TASK BRIEF: Report every line in the records below that contains the word "mountain".

(Image point annotation entries)
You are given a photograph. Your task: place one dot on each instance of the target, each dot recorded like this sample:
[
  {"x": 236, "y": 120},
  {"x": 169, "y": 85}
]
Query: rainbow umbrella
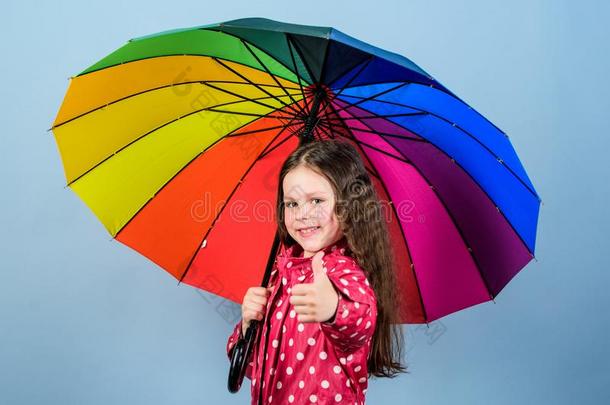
[{"x": 174, "y": 141}]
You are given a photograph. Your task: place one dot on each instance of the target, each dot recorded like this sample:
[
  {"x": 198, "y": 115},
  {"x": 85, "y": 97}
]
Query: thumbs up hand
[{"x": 317, "y": 301}]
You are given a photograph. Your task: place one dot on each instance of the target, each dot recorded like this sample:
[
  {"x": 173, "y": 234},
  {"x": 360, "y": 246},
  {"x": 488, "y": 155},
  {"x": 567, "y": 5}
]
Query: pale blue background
[{"x": 85, "y": 320}]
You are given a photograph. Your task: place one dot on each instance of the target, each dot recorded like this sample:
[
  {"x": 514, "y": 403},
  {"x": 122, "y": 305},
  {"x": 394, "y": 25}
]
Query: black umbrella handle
[{"x": 243, "y": 348}]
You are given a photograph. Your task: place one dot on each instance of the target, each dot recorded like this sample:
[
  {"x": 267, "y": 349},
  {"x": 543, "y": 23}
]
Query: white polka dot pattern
[{"x": 326, "y": 362}]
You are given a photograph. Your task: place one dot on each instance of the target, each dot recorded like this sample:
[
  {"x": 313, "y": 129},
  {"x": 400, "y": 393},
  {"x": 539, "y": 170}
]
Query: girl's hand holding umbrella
[{"x": 253, "y": 306}]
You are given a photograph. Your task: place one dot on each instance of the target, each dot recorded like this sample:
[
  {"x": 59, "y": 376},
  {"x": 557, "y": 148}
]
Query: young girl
[{"x": 327, "y": 319}]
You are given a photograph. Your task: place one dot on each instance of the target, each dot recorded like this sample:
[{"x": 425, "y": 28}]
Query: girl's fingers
[
  {"x": 254, "y": 306},
  {"x": 299, "y": 300}
]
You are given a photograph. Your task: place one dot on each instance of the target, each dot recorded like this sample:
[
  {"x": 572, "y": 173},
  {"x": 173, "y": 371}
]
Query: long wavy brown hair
[{"x": 360, "y": 214}]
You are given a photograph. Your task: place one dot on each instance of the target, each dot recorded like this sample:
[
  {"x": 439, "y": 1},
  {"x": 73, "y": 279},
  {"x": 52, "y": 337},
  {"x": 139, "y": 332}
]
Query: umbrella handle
[
  {"x": 239, "y": 358},
  {"x": 242, "y": 349}
]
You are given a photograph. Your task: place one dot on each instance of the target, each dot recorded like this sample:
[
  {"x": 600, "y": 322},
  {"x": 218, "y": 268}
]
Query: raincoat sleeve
[
  {"x": 233, "y": 338},
  {"x": 354, "y": 322}
]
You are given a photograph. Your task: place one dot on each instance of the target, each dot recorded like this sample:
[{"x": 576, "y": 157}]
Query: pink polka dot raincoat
[{"x": 320, "y": 362}]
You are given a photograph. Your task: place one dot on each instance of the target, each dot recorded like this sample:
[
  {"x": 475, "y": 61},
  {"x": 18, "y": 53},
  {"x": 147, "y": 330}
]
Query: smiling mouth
[{"x": 308, "y": 231}]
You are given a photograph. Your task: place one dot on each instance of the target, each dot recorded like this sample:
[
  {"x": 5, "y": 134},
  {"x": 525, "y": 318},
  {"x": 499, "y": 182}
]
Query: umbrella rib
[
  {"x": 234, "y": 135},
  {"x": 441, "y": 200},
  {"x": 324, "y": 60},
  {"x": 221, "y": 210},
  {"x": 296, "y": 48},
  {"x": 296, "y": 71},
  {"x": 231, "y": 134},
  {"x": 155, "y": 89},
  {"x": 330, "y": 125},
  {"x": 361, "y": 69},
  {"x": 254, "y": 84},
  {"x": 277, "y": 145},
  {"x": 247, "y": 45},
  {"x": 144, "y": 135},
  {"x": 381, "y": 93},
  {"x": 245, "y": 113},
  {"x": 424, "y": 112},
  {"x": 447, "y": 210},
  {"x": 423, "y": 140},
  {"x": 402, "y": 232},
  {"x": 249, "y": 99},
  {"x": 478, "y": 185},
  {"x": 371, "y": 170},
  {"x": 370, "y": 117},
  {"x": 252, "y": 44}
]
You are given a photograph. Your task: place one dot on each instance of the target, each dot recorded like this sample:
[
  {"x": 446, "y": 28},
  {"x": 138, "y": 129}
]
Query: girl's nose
[{"x": 303, "y": 212}]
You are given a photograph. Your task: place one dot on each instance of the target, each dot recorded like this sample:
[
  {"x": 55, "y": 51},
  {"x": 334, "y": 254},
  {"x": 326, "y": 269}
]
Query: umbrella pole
[{"x": 242, "y": 349}]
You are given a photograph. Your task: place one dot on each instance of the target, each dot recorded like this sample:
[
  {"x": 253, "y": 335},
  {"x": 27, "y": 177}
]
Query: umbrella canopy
[{"x": 175, "y": 141}]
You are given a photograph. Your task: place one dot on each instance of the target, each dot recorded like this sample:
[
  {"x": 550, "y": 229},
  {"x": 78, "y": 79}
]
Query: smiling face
[{"x": 309, "y": 210}]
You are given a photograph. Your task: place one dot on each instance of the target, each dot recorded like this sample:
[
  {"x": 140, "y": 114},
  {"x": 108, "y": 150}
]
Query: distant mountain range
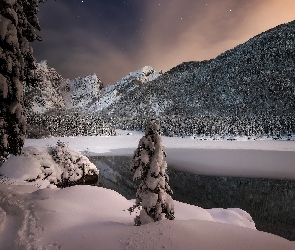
[{"x": 248, "y": 88}]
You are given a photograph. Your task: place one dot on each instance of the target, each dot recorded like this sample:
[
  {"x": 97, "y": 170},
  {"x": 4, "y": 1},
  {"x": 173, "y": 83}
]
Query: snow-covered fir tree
[
  {"x": 18, "y": 25},
  {"x": 153, "y": 194}
]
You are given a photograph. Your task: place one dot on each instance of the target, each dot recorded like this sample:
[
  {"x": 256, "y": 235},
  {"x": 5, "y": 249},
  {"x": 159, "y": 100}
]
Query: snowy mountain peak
[
  {"x": 113, "y": 93},
  {"x": 145, "y": 74},
  {"x": 44, "y": 64},
  {"x": 83, "y": 91}
]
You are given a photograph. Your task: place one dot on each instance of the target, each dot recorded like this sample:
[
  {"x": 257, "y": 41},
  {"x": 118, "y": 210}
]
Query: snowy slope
[
  {"x": 249, "y": 90},
  {"x": 46, "y": 95},
  {"x": 112, "y": 94},
  {"x": 83, "y": 91},
  {"x": 55, "y": 92}
]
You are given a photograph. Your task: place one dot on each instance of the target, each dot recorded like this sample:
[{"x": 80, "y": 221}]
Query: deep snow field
[{"x": 89, "y": 217}]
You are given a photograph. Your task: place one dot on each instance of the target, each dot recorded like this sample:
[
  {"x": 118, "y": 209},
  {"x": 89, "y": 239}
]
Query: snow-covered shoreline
[
  {"x": 261, "y": 158},
  {"x": 90, "y": 217}
]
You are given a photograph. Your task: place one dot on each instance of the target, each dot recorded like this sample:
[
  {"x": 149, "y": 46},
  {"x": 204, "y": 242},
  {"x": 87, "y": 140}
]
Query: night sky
[{"x": 114, "y": 37}]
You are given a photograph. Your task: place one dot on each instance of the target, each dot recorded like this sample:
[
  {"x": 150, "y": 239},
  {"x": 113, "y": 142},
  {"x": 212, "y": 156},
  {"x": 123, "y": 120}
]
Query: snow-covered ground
[
  {"x": 86, "y": 217},
  {"x": 262, "y": 158}
]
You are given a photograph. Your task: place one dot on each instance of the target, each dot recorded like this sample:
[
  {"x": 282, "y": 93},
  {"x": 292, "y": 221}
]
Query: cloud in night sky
[{"x": 112, "y": 39}]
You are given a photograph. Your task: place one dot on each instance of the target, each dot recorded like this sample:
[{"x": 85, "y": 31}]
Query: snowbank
[{"x": 86, "y": 217}]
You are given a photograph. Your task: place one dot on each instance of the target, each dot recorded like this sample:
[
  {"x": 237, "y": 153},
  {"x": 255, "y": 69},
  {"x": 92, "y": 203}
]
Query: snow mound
[{"x": 47, "y": 167}]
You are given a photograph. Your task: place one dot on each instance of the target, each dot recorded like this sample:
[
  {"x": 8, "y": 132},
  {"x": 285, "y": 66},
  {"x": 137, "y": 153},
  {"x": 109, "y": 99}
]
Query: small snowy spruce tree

COMPLETE OUTPUT:
Query: distant mountain range
Query: snowy mountain peak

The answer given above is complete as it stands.